== Assignment ==
Your answer must be an exact copy of the records, with no pictures included.

== Data ==
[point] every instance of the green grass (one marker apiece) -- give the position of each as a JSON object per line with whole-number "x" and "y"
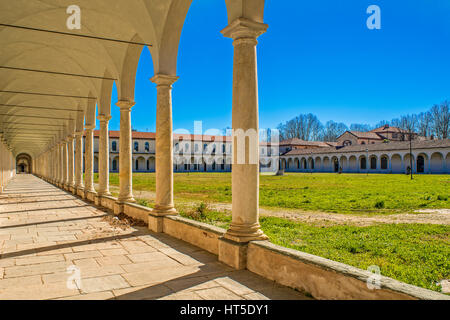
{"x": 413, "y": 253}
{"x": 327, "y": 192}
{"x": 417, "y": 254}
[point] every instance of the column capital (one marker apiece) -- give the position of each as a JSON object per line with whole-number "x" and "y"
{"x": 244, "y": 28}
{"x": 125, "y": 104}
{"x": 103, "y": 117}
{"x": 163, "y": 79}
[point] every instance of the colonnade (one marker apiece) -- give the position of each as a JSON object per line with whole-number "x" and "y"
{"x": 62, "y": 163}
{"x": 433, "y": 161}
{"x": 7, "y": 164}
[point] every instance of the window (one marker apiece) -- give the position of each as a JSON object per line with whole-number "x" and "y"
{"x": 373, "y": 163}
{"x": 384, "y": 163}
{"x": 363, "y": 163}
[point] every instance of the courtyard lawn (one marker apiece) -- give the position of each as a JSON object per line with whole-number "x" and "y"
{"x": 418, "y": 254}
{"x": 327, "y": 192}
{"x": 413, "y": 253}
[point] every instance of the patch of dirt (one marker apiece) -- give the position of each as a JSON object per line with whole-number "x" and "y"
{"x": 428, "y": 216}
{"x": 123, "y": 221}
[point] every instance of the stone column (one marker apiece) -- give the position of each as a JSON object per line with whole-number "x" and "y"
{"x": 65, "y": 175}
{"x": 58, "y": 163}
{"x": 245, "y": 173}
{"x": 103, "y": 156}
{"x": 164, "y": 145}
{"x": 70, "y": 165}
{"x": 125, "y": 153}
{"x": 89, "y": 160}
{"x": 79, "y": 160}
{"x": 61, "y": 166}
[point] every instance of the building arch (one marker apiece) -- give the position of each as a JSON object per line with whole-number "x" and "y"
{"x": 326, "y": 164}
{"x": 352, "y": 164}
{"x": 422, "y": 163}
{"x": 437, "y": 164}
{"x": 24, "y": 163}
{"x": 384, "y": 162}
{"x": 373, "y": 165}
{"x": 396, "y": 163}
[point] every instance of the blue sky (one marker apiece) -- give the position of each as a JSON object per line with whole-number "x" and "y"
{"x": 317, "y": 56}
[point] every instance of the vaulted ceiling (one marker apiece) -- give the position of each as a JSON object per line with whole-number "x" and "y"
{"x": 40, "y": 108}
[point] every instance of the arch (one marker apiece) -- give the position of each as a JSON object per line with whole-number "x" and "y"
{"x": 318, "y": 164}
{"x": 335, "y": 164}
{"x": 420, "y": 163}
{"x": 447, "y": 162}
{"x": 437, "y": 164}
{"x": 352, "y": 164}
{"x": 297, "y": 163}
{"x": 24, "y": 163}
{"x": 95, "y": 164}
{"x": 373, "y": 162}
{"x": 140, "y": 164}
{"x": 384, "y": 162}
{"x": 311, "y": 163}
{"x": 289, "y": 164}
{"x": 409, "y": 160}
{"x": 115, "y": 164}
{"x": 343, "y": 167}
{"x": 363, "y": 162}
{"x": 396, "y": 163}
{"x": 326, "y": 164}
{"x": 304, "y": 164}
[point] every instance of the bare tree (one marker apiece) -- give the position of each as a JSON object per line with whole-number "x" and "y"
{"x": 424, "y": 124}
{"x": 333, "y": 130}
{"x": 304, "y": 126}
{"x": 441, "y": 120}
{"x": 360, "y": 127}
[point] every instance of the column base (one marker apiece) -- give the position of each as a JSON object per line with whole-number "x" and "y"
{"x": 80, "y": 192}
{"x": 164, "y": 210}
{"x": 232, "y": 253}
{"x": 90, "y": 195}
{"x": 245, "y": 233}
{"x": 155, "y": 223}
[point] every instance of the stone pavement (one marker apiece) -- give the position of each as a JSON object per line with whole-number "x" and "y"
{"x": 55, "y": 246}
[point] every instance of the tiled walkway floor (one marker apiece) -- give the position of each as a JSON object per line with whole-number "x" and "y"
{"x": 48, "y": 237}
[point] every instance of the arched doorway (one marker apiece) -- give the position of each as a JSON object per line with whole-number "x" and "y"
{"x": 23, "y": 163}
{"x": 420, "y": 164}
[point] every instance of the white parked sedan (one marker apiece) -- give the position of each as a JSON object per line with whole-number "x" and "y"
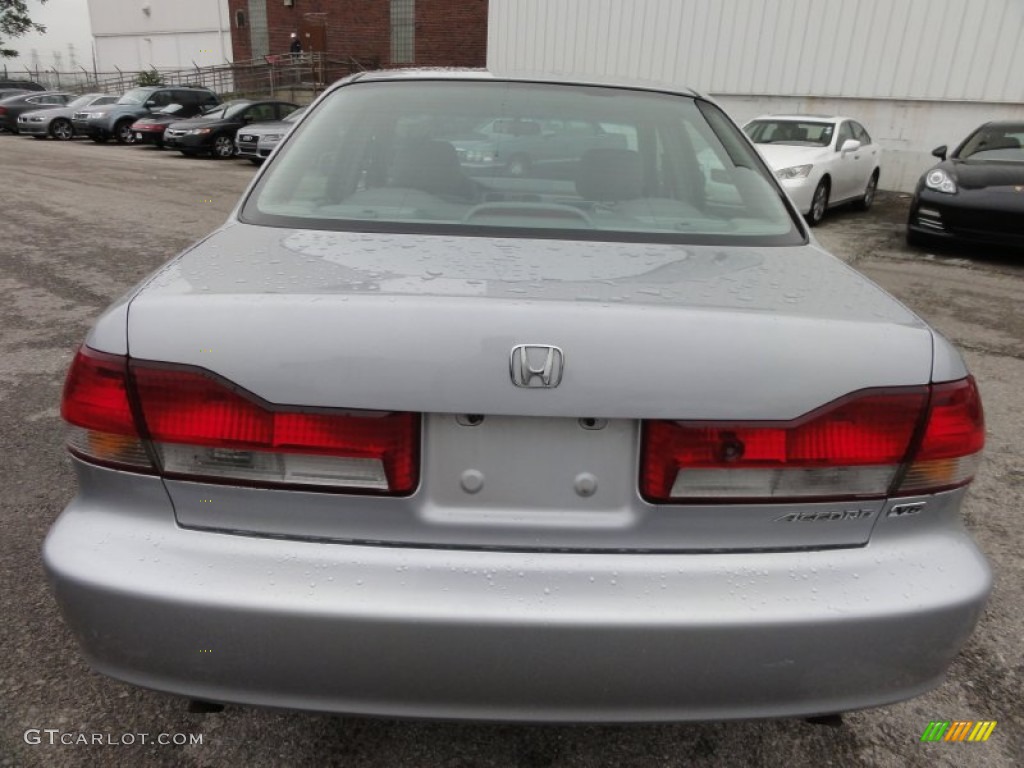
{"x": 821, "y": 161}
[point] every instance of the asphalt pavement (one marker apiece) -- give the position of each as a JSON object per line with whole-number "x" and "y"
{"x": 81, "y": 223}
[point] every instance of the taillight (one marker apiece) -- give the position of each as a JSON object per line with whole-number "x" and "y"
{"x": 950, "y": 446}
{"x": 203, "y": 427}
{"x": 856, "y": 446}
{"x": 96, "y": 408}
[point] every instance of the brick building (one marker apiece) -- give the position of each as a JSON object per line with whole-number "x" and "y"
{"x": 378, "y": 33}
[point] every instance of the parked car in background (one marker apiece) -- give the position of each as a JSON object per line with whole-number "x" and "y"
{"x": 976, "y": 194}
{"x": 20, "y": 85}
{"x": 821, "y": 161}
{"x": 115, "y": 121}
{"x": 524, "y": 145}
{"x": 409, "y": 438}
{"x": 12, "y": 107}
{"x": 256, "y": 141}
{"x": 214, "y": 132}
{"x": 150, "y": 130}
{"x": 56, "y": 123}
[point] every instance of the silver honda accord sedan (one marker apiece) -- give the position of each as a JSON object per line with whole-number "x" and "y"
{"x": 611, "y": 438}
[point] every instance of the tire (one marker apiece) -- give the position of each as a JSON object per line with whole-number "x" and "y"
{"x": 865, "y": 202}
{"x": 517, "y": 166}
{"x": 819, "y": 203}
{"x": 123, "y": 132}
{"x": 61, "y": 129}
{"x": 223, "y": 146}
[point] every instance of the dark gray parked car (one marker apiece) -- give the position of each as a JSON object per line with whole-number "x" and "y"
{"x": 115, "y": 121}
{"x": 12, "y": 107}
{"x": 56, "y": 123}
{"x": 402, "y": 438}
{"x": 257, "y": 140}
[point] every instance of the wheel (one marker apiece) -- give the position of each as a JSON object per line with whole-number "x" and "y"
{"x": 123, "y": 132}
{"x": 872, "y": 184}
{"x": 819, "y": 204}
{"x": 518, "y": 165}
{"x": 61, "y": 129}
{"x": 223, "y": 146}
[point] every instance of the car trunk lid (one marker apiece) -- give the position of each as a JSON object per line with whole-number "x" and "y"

== Expected output ==
[point] every instance of the green grass (one marker apiece) -- give the position of each as a JSON object per line with whole-number "x" and "y"
{"x": 413, "y": 253}
{"x": 327, "y": 192}
{"x": 417, "y": 254}
[point] every instance of the column capital (one marker apiece) -- give the position of each as a JSON object per line with whole-number "x" and "y"
{"x": 244, "y": 28}
{"x": 125, "y": 104}
{"x": 103, "y": 117}
{"x": 163, "y": 79}
[point] every instance of the colonnade (one marker apiece) -- give the position of each as a JSON object per line with whole-number "x" and "y"
{"x": 62, "y": 163}
{"x": 433, "y": 161}
{"x": 7, "y": 164}
[point] every instance of the window (one marker apiece) -- give the position of each as a JSON object per line with whole-number "x" and "y"
{"x": 373, "y": 163}
{"x": 384, "y": 163}
{"x": 363, "y": 163}
[point] every instance of the courtyard lawn (one marker apiece) -- give the position of each as a JSON object per line with whole-number "x" and "y"
{"x": 418, "y": 254}
{"x": 327, "y": 192}
{"x": 413, "y": 253}
[point] every instance of the patch of dirt (one marker apiece) -- give the position of each as a JSON object per line with whole-number "x" and "y"
{"x": 428, "y": 216}
{"x": 123, "y": 221}
[point] every instance of the stone column (one marker apiece) -- give the position of each as a JSON object per line with whole-number "x" and "y"
{"x": 65, "y": 175}
{"x": 58, "y": 163}
{"x": 245, "y": 173}
{"x": 103, "y": 156}
{"x": 164, "y": 145}
{"x": 70, "y": 165}
{"x": 125, "y": 153}
{"x": 89, "y": 160}
{"x": 79, "y": 160}
{"x": 61, "y": 166}
[point] every instance of the building arch (one marker apiece) -- give the position of each as a JSON object per line with whole-number "x" and "y"
{"x": 326, "y": 164}
{"x": 352, "y": 164}
{"x": 422, "y": 163}
{"x": 437, "y": 164}
{"x": 24, "y": 163}
{"x": 384, "y": 162}
{"x": 373, "y": 165}
{"x": 396, "y": 163}
[point] every instance of the blue sky (one marker apiece) -- give the position of each as a JSON object per line with whole-number "x" and "y"
{"x": 317, "y": 56}
[point] every instance of the vaulted ceiling (one marker apiece) -- give the position of each as a JSON object per line with whole-number "x" and "y"
{"x": 40, "y": 108}
[point] every instance of the arch (one marker apiece) -- give the position of each as a JSON object per line with whole-number "x" and "y"
{"x": 318, "y": 164}
{"x": 335, "y": 164}
{"x": 420, "y": 163}
{"x": 447, "y": 162}
{"x": 437, "y": 164}
{"x": 352, "y": 164}
{"x": 297, "y": 163}
{"x": 24, "y": 163}
{"x": 95, "y": 164}
{"x": 373, "y": 162}
{"x": 140, "y": 164}
{"x": 384, "y": 162}
{"x": 311, "y": 163}
{"x": 289, "y": 164}
{"x": 409, "y": 160}
{"x": 115, "y": 164}
{"x": 343, "y": 167}
{"x": 363, "y": 162}
{"x": 396, "y": 163}
{"x": 326, "y": 164}
{"x": 304, "y": 164}
[point] every instance of the bare tree (one marker apiece) -- give the position of each as a JSON object per line with whole-number "x" and "y"
{"x": 424, "y": 124}
{"x": 333, "y": 130}
{"x": 304, "y": 126}
{"x": 441, "y": 120}
{"x": 360, "y": 127}
[point] every instance of the column base (one marker apiece) -- give the position of each as a JSON object per line with whole-number "x" and "y"
{"x": 80, "y": 192}
{"x": 164, "y": 210}
{"x": 232, "y": 253}
{"x": 90, "y": 195}
{"x": 245, "y": 233}
{"x": 155, "y": 223}
[point] every instance of the stone pavement (one marker apiece) -- give the position of each as a JSON object per line with whole-number "x" and "y"
{"x": 55, "y": 246}
[point] every instance of the tiled walkway floor (one marker apiece) -- give the position of each as a JSON object per line with whole-number "x" and "y"
{"x": 48, "y": 237}
[point] every instance of the arched doorway (one marker apiece) -- give the position of each as a JSON object per line with whole-number "x" and "y"
{"x": 23, "y": 163}
{"x": 420, "y": 164}
[point] every instance of the white parked sedan (one marker apiece) -- give the position of each as a JSON object per line with whole-number "x" and "y"
{"x": 821, "y": 161}
[point] every instance of the asphalt pavement (one marker apiece) -- give the position of each as a JSON object per line with whole-number "x" and "y"
{"x": 81, "y": 223}
[point] every instance of the taillight (one marker apiece) -- give the position of each as a JSON object per line with whole-number "x" and "y"
{"x": 950, "y": 446}
{"x": 203, "y": 427}
{"x": 856, "y": 446}
{"x": 96, "y": 408}
[point] every instance of the brick building (one marker apiece) -- give the position of each as a JSON object per line with whole-number "x" and "y"
{"x": 378, "y": 33}
[point] every instance of the parked car in background (one marker apiece) -- give the position of each as a JSON object per line with whole-number "x" and "y"
{"x": 976, "y": 194}
{"x": 20, "y": 85}
{"x": 821, "y": 161}
{"x": 115, "y": 121}
{"x": 524, "y": 145}
{"x": 409, "y": 438}
{"x": 12, "y": 107}
{"x": 256, "y": 141}
{"x": 214, "y": 132}
{"x": 150, "y": 130}
{"x": 56, "y": 123}
[point] every instance of the silver honda accord sedan (one marker apiece) -- give the position of each as a JSON object per line with whole-number "x" and "y"
{"x": 611, "y": 438}
[point] every instance of the tire (one marker apiece) -- give the position of each as a JSON object per line with whole-number "x" and "y"
{"x": 865, "y": 202}
{"x": 517, "y": 166}
{"x": 819, "y": 203}
{"x": 123, "y": 132}
{"x": 61, "y": 129}
{"x": 223, "y": 146}
[point] every instance of the dark gray parked car (one marker apiece) -- give the position of each as a JSON object per line with whole-number "x" and "y"
{"x": 115, "y": 121}
{"x": 12, "y": 107}
{"x": 56, "y": 123}
{"x": 402, "y": 438}
{"x": 257, "y": 140}
[point] every instance of the wheel (one marker apiece) -- give the position of each as a JSON object per line with whole-number "x" and "y"
{"x": 123, "y": 132}
{"x": 872, "y": 184}
{"x": 819, "y": 204}
{"x": 518, "y": 165}
{"x": 61, "y": 129}
{"x": 223, "y": 146}
[point] every instance of the car trunk lid (one marker apiece) -- give the position of each as a JSON object per line with whole-number "x" and "y"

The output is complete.